■ Exercise prompt
Give the lines of these rows as a JSON list of strings, one string per line, with blank lines left out. Leave the pictures out of the answer.

Point labeling examples

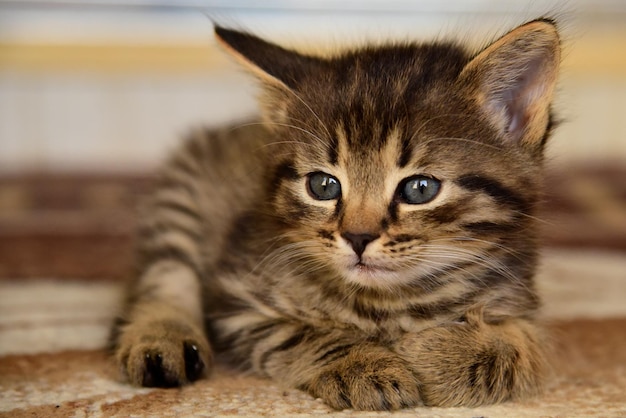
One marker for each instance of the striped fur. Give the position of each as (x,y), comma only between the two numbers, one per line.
(366,299)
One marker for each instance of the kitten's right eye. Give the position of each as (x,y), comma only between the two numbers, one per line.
(323,186)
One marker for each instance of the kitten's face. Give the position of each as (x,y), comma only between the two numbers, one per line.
(408,200)
(408,164)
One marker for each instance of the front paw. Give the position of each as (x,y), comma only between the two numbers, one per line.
(475,363)
(163,353)
(366,379)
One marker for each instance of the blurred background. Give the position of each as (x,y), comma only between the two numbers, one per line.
(94,93)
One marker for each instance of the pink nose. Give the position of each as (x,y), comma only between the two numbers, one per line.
(359,241)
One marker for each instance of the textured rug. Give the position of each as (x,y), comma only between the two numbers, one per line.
(52,363)
(66,241)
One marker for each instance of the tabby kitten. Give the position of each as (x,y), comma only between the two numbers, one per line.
(371,241)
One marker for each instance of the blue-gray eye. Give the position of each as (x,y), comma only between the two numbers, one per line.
(418,190)
(323,186)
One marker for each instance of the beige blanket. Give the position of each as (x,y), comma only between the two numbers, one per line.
(52,363)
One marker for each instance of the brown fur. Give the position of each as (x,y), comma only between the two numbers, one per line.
(367,296)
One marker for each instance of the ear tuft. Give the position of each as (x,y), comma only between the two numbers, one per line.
(271,63)
(514,80)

■ Result of this task
[
  "One marker for each instance of the striped fur. Give the position of each as (x,y), comma only between the two numbers, one per line.",
  "(366,299)",
  "One marker for each instance of the kitten's right eye. Give the position of each as (x,y), comma only between the two numbers, one per line.",
  "(323,186)",
  "One marker for each instance of the kitten's face. Give the position of each as (x,y), comma only between the two numbers, one per line.",
  "(408,200)",
  "(408,164)",
  "One marker for each instance of the front paw. Give the position of each as (x,y), comma only between the two numbers, one per line.",
  "(475,363)",
  "(163,353)",
  "(366,379)",
  "One marker for each instance of the blurred background. Give the position of each as (x,y), comma only between the two numbers, one per line.",
  "(94,93)",
  "One marker for each instance of the pink nose. Give the position of each as (x,y), comma only between the two numbers, one per line.",
  "(359,241)",
  "One marker for each instance of the textured rug. Give the position of each as (x,y), comma only between the two numbers, one per line.",
  "(52,363)",
  "(66,241)",
  "One marker for each instance of the tabby kitten. Give the position of each as (x,y), comma only between the two numbers, one per line.",
  "(371,241)",
  "One marker for each instance of the blue-gray eye. Give the position of each as (x,y), comma only between the two numbers, one per line.",
  "(418,190)",
  "(323,186)",
  "One marker for each instance of the beige blanket. Give the position of each as (x,y), comma only between the two numbers, one per line.",
  "(52,363)",
  "One marker for each instance of the brown fur. Give the position of each as (x,y), comma only between the two numbers, one per line.",
  "(367,296)",
  "One marker for each instance of the ear tuft. Give the position of each as (x,y), comma only between the two numbers, one per line.",
  "(271,63)",
  "(514,80)"
]